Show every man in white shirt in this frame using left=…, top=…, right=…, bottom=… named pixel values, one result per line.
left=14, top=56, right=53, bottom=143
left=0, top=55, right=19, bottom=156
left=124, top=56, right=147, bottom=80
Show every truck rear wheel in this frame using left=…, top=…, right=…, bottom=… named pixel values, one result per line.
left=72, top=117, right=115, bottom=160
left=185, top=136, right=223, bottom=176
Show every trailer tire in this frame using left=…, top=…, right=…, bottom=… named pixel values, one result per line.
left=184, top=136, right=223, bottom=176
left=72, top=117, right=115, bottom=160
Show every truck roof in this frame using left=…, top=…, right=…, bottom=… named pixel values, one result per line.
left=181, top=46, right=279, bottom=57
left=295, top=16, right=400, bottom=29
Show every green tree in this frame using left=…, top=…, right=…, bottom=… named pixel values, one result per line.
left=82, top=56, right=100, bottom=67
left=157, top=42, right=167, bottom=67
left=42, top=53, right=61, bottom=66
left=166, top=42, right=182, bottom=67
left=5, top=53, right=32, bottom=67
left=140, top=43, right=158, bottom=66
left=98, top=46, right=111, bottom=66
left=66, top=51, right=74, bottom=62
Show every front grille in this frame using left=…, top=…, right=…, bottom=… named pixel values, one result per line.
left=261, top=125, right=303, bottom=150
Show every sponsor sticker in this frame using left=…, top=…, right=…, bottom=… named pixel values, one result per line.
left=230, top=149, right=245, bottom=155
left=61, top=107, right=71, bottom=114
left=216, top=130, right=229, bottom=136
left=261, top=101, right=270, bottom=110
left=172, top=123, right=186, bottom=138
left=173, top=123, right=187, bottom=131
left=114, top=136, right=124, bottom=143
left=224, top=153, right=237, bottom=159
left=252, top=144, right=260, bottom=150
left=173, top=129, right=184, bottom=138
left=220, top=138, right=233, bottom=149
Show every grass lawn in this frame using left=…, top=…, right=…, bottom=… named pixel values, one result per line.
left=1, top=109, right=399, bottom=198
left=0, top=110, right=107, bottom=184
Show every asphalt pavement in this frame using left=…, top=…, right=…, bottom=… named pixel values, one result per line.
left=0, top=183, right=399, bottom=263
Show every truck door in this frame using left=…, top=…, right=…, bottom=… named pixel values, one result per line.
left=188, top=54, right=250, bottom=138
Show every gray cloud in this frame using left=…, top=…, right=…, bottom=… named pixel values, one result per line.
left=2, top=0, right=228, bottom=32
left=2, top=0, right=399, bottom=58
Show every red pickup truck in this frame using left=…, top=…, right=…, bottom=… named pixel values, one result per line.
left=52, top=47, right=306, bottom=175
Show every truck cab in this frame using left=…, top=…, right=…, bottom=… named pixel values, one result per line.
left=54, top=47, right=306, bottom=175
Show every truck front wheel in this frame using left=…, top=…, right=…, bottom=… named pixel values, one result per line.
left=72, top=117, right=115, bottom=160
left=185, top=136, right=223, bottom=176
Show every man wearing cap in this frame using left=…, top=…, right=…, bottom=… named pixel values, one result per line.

□ □ □ □ □

* WORK TO BE COMPLETED
Write every entry out again. Leave each one exactly as it is.

* REPLY TO THE EXERCISE
Show every man in white shirt in this frame using left=…, top=…, right=…, bottom=… named pixel values, one result per line.
left=14, top=56, right=53, bottom=143
left=0, top=55, right=19, bottom=156
left=124, top=56, right=147, bottom=80
Show every truck rear wheel in this frame using left=…, top=…, right=…, bottom=… named pixel values, one result per line.
left=72, top=117, right=115, bottom=160
left=185, top=136, right=223, bottom=176
Show every trailer tire in this frame using left=…, top=…, right=…, bottom=… named pixel values, one result per line.
left=184, top=136, right=223, bottom=176
left=72, top=117, right=115, bottom=160
Show every truck roof in this frame using left=…, top=…, right=…, bottom=… named pixel values, one result per line.
left=181, top=46, right=279, bottom=57
left=295, top=16, right=400, bottom=29
Show every green tree in this frame using left=…, top=…, right=…, bottom=… named pixel values, one result per line.
left=82, top=56, right=100, bottom=67
left=157, top=42, right=167, bottom=67
left=42, top=53, right=61, bottom=66
left=166, top=42, right=182, bottom=67
left=5, top=53, right=32, bottom=67
left=140, top=43, right=158, bottom=66
left=98, top=46, right=111, bottom=66
left=66, top=51, right=74, bottom=62
Show every front grille in this frame using left=…, top=…, right=…, bottom=… named pixel values, one result per line.
left=261, top=125, right=303, bottom=150
Show every sponsor sticker in this frame using left=…, top=…, right=…, bottom=… named pixel values, one result per line.
left=230, top=149, right=245, bottom=155
left=61, top=107, right=71, bottom=114
left=216, top=130, right=229, bottom=136
left=261, top=101, right=270, bottom=110
left=172, top=123, right=186, bottom=138
left=173, top=123, right=187, bottom=131
left=114, top=136, right=124, bottom=143
left=224, top=153, right=237, bottom=159
left=252, top=144, right=260, bottom=150
left=173, top=129, right=184, bottom=138
left=220, top=138, right=233, bottom=149
Show every grass lawn in this frame using left=…, top=…, right=…, bottom=… named pixel values, one result per line.
left=1, top=109, right=399, bottom=198
left=0, top=110, right=107, bottom=184
Show every asphalt pavement in this frame using left=…, top=…, right=…, bottom=… named pixel values, one result per line.
left=0, top=183, right=399, bottom=263
Show every truck door in this frame using left=…, top=…, right=…, bottom=… named pixel values, one result per line.
left=188, top=54, right=250, bottom=138
Show every gray cloud in this frame using left=…, top=…, right=…, bottom=… named pixel values, one result per line.
left=2, top=0, right=228, bottom=32
left=2, top=0, right=399, bottom=58
Show every red pickup truck in this frame using left=…, top=…, right=…, bottom=… named pixel values, one result per line.
left=52, top=47, right=306, bottom=175
Show every truck cab in this frame using left=…, top=…, right=…, bottom=… named pixel values, one result per line.
left=54, top=47, right=306, bottom=175
Show every truck front wheel in this frame using left=…, top=…, right=…, bottom=… named pixel values, one result per line.
left=72, top=117, right=115, bottom=160
left=185, top=136, right=223, bottom=176
Show every man wearing cap in this frame using left=…, top=…, right=…, bottom=… named pixel values, one result per line.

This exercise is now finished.